> **Request A**: Do the following statements agree with the passage on Mary and Abraham's sacrifice? Answer each with yes or no and quote the deciding words of the passage. (i) God sent an angel to deliver Mary's Son from the altar. (ii) The Cross of Our Lord stood on the same mountain where Abraham built his altar. (iii) God told Abraham to sacrifice his son in the land of Moriah.
> **Request B**: From the passage on Mary and Abraham's sacrifice, repeat word for word the part starting at "Indeed, God saw" and ending at "(1 Tim 2:4).".
> **Request C**: Go on with the passage on Mary and Abraham's sacrifice, picking up after its final sentence.

> **Document section**:
Indeed, God saw all that Mary would do in life even before He fashioned her soul and sanctified it with His grace. Foreseeing all her actions, every one of them written in the Book of Life, culminating on Calvary at the foot of the Cross, God decreed that Mary should come into being to collaborate with Him in redeeming fallen man. It was by His grace that God worked through Mary “both to will and to work” together with Him “for His good pleasure” (Phil 2:13), for “God desires that everyone be saved and come to the knowledge of the truth” (1 Tim 2:4).
Since Mary’s body held no secret from God while she was being molded in the depths of her mother’s womb, God could appear to Abraham and tell him to sacrifice his only son upon the altar in the land of Moriah. God saw His handmaid offering up her own body – the fruit of her womb – as a living sacrifice, holy and pleasing to Him (this being her true spiritual worship) in the Temple and on Golgotha, while He was even speaking to Abraham (Rom 12:1-2). Abraham’s offering up of Isaac in faithful obedience to the will of God prefigures Christ’s offering of himself on Calvary, but not without his mother’s maternal sacrifice as an essential component. Our Lord’s Cross stood atop the same mountain on which Abraham had built his altar. Yet God would send no angel to Our Lady of Sorrows to deliver her only beloved Son from the altar of holocaust.
Unless Mary freely declared, “Be it done to me according to your word” in faith and charity, she would have had no fruit to provide from her maternal womb as a burnt sin offering for mankind most pleasing and acceptable to God. But every one of Mary’s days was decreed before even one of them came into being. God saw how valiant a woman she would be just by having created her. If Abraham were willing to consecrate his only beloved Son to God and offer him back as a pleasing sacrificial offering in faith, it was only because Mary would give her assent to the will of God in faith, despite all the obscurity. Jesus would take the place of Isaac and offer himself to atone for the sins of the world, since his mother was first willing to die to her maternal self and offer the fruit of her womb back to God for mankind’s redemption.

> **Supplied data**:

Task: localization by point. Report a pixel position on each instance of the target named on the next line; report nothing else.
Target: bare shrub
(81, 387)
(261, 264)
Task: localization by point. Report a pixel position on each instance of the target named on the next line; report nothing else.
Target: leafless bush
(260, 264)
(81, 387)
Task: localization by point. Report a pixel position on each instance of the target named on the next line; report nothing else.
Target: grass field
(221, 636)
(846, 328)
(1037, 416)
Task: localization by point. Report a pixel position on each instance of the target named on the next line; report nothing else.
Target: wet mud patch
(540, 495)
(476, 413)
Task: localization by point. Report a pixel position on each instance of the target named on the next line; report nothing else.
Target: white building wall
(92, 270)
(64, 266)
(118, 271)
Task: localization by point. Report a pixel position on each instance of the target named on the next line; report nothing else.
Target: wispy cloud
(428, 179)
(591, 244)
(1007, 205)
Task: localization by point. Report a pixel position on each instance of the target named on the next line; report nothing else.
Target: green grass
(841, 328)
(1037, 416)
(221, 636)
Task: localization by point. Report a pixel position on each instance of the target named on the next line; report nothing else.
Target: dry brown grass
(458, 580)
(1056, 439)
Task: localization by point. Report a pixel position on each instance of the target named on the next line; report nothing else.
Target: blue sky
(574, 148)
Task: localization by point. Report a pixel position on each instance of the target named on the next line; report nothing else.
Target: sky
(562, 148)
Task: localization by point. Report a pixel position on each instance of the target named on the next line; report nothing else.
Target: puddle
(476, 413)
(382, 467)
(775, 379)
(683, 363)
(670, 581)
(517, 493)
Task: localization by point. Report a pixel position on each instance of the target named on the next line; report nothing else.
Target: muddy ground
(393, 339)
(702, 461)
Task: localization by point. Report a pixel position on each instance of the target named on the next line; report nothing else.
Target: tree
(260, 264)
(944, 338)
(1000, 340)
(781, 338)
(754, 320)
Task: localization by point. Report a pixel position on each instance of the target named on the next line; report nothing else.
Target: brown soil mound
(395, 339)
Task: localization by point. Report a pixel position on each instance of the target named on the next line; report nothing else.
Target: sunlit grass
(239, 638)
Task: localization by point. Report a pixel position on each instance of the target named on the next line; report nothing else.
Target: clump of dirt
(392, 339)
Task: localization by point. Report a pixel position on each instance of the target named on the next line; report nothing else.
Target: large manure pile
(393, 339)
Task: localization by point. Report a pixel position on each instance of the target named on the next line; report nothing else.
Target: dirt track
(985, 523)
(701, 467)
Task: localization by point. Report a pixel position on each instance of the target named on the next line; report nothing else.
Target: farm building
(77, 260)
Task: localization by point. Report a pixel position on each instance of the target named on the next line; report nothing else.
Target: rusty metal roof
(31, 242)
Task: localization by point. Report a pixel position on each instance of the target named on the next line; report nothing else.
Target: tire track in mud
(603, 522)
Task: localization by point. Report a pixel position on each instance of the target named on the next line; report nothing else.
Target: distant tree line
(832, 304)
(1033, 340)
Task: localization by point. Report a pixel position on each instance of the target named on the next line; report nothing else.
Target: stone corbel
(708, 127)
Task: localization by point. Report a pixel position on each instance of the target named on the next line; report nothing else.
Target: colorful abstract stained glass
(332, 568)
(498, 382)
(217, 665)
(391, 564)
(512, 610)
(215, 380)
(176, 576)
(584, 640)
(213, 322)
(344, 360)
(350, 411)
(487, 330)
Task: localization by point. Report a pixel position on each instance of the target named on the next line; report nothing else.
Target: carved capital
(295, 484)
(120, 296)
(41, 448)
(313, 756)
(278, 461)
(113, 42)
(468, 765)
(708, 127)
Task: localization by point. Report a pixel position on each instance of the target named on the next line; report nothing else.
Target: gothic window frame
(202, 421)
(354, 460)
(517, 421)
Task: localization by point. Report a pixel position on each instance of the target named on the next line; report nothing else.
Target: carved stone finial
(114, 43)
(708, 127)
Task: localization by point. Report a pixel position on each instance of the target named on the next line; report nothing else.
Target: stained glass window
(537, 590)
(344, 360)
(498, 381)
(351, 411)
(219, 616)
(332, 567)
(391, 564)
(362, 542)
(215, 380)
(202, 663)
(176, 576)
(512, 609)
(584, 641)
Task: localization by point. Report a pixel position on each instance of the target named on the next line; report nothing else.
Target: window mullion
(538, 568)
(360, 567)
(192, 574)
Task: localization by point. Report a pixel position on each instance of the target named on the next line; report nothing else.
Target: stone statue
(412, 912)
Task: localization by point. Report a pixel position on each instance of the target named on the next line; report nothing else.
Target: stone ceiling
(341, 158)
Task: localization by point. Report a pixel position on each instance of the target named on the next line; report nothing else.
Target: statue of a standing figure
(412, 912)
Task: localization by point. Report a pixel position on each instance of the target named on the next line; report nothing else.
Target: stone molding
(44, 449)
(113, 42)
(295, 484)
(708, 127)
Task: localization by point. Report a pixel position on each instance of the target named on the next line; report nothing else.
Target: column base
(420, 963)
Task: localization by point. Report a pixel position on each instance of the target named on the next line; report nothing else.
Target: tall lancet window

> **Response A**:
(i) No: "Yet God would send no angel to Our Lady of Sorrows to deliver her only beloved Son from the altar of holocaust."
(ii) Yes: "Our Lord’s Cross stood atop the same mountain on which Abraham had built his altar."
(iii) Yes: "tell him to sacrifice his only son upon the altar in the land of Moriah"

> **Response B**:
Indeed, God saw all that Mary would do in life even before He fashioned her soul and sanctified it with His grace. Foreseeing all her actions, every one of them written in the Book of Life, culminating on Calvary at the foot of the Cross, God decreed that Mary should come into being to collaborate with Him in redeeming fallen man. It was by His grace that God worked through Mary “both to will and to work” together with Him “for His good pleasure” (Phil 2:13), for “God desires that everyone be saved and come to the knowledge of the truth” (1 Tim 2:4).

> **Response C**:
Everything that began in salvation history with Abraham and Isaac and reached its completion with Mary and Jesus rested on that climatic moment when the angel Gabriel appeared to the young maiden in the month of Nisan (March). How all creation must have held its breath in anxious suspense at that pivotal moment. Since Mary believed what was spoken to her by the Lord through His messenger and obeyed God, the promise made to Abraham could be fulfilled: that he become the father of many nations which should include the Gentiles. This blessing Abraham received from God for having believed and obeyed Him was validated by the Divine oath God swore in view of Mary’s obedient act of faith in charity and grace.
Because of her salutary consent to be the mother of the Messiah, even Isaiah could infallibly prophesy the virgin birth (7:14), since every one of Mary’s days was decreed by God, meaning all that He infallibly knew of Mary, His handiwork, shall be. What God infallibly knows will be cannot be otherwise. Indeed, even the creation of Adam and Eve rested on Mary’s Fiat in view of their fall from grace to the detriment of humanity. An even greater good than the original paradise that was lost was the purpose of the creation of mankind. This could only come about by the incarnation of Christ and his death and resurrection. But there could be no incarnation without Mary, the promised free woman, whom God put at enmity with the serpent as His collaborator.
Hence, God knew that Mary would freely and meritoriously give her consent in a spirit of joy before she would even declare her Fiat. That is why He sent the angel Gabriel to her, having first prepared His faithful handmaid with a fullness of grace (Lk 1:28). Mary’s Son was to be the Father’s ‘suffering servant’ who would restore the lost house of Israel (Jacob) and bring back the faithful remnant to Himself (Isa. 53). And her Son was to be made “a light for the Gentiles” that God’s “salvation may reach to the ends of the earth” (Isa. 49:6), but by being conceived and born of the faithful and humble Virgin.
If Elizabeth had understood all this by the sanctifying light of faith, it’s no wonder that she joyfully praised Mary for having believed what was spoken to her by the Lord. Not even her husband Zechariah could have celebrated God’s oath to Abraham or echoed the Messianic prophet’s words unless Mary had first become the mother of their Lord by her free salutary consent in the purity of her “faith working through love” (Lk 1:68-79; Gal: 5-5-6). How deeply reverential and grateful Elizabeth was towards her kinswoman when she asked: “Whence is this to me, that the mother of my Lord should come to me?” (Lk 1:43).
“Hail, Mary, you are the most precious creature in the whole world;
hail, Mary, uncorrupted dove; hail, “Mary, inextinguishable lamp;
for from you was born the Sun of justice…
through you, every faithful soul achieves salvation.”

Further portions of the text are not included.